Begin Data excerpts

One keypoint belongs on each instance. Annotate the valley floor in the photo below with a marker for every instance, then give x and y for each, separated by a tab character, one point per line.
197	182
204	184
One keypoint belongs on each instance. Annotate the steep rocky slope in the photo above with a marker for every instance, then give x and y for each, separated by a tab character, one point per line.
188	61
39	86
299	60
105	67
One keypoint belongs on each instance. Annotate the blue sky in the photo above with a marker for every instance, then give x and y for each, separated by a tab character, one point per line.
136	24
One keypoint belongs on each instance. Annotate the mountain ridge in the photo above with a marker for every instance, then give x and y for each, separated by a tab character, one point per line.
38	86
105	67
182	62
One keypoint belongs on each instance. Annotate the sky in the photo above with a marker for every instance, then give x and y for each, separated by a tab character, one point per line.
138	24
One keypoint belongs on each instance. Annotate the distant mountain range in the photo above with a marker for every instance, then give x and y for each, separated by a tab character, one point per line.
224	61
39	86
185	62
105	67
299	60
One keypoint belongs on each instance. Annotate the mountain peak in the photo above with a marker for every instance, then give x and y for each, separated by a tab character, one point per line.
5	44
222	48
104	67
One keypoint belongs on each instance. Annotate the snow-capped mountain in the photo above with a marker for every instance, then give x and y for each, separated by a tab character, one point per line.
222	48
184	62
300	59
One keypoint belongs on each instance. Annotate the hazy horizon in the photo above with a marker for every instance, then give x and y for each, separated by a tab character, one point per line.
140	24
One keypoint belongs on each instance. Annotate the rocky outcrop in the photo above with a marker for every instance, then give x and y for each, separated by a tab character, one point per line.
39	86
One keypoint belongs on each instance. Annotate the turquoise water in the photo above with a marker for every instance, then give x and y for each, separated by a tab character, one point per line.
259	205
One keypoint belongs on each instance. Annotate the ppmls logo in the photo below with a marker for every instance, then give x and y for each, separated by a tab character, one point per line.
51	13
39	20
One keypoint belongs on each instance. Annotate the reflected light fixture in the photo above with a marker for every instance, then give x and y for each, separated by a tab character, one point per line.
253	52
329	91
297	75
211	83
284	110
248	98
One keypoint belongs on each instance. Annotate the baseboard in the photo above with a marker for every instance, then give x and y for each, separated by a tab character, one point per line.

End Data excerpts

- _Exercise brief_:
Put everything from the line containing "One keypoint belongs on each instance. Annotate the reflected" down to the end of the items into a JSON list of strings, one string per line, with blank lines omitted.

- _Reply_:
[
  "One keypoint belongs on each instance. Annotate the reflected light fixture in the photo above with a marker for every instance, then give x and y for each, separated by a tab character, one point per line.",
  "253\t52",
  "329\t91",
  "297\t75",
  "211\t83",
  "284\t110",
  "248\t98",
  "One keypoint belongs on each instance. Annotate the baseboard in the photo above with a marker for every instance, then give x and y for each, separated by a tab character, one point per line."
]